WHAT YOU SHOULD DO:
Could you copy each of the items below word for word, leaving every line unchanged?

PROVIDED ENTRIES:
= = =

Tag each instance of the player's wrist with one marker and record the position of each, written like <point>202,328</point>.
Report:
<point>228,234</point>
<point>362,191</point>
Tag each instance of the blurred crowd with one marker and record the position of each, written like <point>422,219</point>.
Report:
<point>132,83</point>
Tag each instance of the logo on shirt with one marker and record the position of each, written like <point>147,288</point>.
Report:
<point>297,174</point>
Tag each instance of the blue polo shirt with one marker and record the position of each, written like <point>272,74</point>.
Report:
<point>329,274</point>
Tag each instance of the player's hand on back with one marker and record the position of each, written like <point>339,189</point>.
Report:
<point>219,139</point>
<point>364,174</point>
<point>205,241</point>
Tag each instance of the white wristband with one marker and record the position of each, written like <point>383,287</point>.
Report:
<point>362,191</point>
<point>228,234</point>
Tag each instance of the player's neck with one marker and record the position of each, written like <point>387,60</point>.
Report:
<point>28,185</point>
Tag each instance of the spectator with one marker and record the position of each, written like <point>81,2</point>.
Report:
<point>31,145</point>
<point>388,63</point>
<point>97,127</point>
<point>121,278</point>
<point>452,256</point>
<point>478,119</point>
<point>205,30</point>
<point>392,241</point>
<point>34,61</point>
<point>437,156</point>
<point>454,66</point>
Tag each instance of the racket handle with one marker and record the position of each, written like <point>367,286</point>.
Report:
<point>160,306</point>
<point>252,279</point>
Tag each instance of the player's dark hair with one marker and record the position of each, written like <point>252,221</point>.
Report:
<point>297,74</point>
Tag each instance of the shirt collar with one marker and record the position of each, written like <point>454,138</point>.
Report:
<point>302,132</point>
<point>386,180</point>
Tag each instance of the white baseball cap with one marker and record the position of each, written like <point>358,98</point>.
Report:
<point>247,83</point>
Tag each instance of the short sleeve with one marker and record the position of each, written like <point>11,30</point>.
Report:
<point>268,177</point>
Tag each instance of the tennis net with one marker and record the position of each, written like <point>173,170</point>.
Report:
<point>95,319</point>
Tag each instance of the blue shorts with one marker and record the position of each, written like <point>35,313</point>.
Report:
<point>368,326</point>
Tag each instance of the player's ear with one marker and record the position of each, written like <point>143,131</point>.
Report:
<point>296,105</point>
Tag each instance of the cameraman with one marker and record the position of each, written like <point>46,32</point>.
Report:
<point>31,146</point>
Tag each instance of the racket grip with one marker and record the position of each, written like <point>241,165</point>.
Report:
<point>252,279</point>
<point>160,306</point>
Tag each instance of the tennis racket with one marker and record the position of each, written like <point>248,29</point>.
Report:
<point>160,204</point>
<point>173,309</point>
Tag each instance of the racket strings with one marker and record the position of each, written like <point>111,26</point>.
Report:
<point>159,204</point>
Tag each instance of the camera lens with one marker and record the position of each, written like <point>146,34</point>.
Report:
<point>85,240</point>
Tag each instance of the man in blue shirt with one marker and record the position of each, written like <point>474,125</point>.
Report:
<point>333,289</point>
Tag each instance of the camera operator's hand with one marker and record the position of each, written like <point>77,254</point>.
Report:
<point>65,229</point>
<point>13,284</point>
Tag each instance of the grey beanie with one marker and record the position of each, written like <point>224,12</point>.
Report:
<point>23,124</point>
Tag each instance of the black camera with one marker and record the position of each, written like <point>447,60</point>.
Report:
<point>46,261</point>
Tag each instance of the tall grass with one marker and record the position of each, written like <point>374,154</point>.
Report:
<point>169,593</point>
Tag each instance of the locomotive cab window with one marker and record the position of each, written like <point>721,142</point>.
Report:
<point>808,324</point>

= = =

TASK RESPONSE:
Tag each instance of the player's wrist with one marker and record the position of each, written like <point>202,328</point>.
Report:
<point>228,234</point>
<point>362,191</point>
Tag each instance of the blurred crowd with one marker and record the position of each, written like <point>422,219</point>.
Report:
<point>132,83</point>
Tag each instance of the logo on shirt with one marker and record the position of each, written like <point>147,288</point>.
Report:
<point>297,174</point>
Tag each instance of the blue polo shirt with one marker and record the position of each, written like <point>272,74</point>.
Report:
<point>329,274</point>
Tag each instance of the player's hand on back with one marker and record the position of each, written like <point>339,189</point>.
Report:
<point>219,139</point>
<point>364,174</point>
<point>205,241</point>
Tag each instance of the white wristband with one marker and record the position of each, written like <point>383,287</point>.
Report:
<point>362,191</point>
<point>228,234</point>
Tag each instance of the player's neck with one marker and record the position of each, written like <point>387,60</point>.
Report:
<point>28,185</point>
Tag each instance of the spectator with one marker and record the position of each, written like <point>81,2</point>.
Report:
<point>31,145</point>
<point>388,63</point>
<point>97,127</point>
<point>121,278</point>
<point>452,256</point>
<point>478,119</point>
<point>205,30</point>
<point>392,241</point>
<point>34,61</point>
<point>437,156</point>
<point>454,66</point>
Tag each instance of the racket handle with one marker and record the position of each, written like <point>367,286</point>.
Report:
<point>160,306</point>
<point>252,279</point>
Tag each instance of the player's dark hair with one marker and record the position of each, written like <point>252,221</point>.
Report:
<point>297,74</point>
Tag each instance of the shirt collar with one marker and record the position of each, written like <point>454,138</point>.
Report:
<point>302,132</point>
<point>386,180</point>
Tag each instance of the white baseball cap with one marker and record the position of each, written like <point>358,98</point>.
Report:
<point>247,83</point>
Tag each instance of the short sleeve with one marker and record the position of each, written like <point>11,30</point>.
Report:
<point>268,177</point>
Tag each instance of the tennis net with one marker and record the position of each, written like <point>173,170</point>.
Report:
<point>95,319</point>
Tag each instance of the blue shorts with one marker and record the position of each, written like <point>35,313</point>.
Report:
<point>368,326</point>
Tag each instance of the player's ear with one marker and record the position of each, written like <point>143,131</point>.
Report:
<point>296,105</point>
Tag each instance of the cameraman with one marker and record the position of each, written like <point>46,32</point>.
Report:
<point>31,146</point>
Tag each instance of the racket grip with one marker and record the position of each, written like <point>241,165</point>.
Report:
<point>252,279</point>
<point>160,306</point>
Tag each instance of the tennis racket with one marker and record the position of each, written like <point>248,29</point>.
Report:
<point>160,204</point>
<point>173,309</point>
Tag each instance of the racket strings with one marker and record the position of each, written like <point>111,26</point>.
Report:
<point>159,204</point>
Tag each instance of the camera lens with one marker and record the position of each, written like <point>146,34</point>.
Report:
<point>85,240</point>
Tag each instance of the man in blue shirt with one marker and record the position of each, written like <point>474,125</point>.
Report:
<point>333,289</point>
Tag each instance of the camera operator's hand with one marker and record the position of each, written like <point>77,254</point>.
Report:
<point>65,229</point>
<point>13,284</point>
Tag each instance of the grey beanie with one marker and record the position of each, written like <point>224,12</point>.
Report:
<point>23,124</point>
Tag each instance of the black camera with one marker and record the position of each, written like <point>447,60</point>.
Report:
<point>46,261</point>
Tag each instance of the tall grass with one marker and record the position of each, written like <point>374,154</point>.
Report:
<point>169,593</point>
Tag each instance of the locomotive cab window with one marker and record the position of each, written like <point>721,142</point>.
Report:
<point>808,324</point>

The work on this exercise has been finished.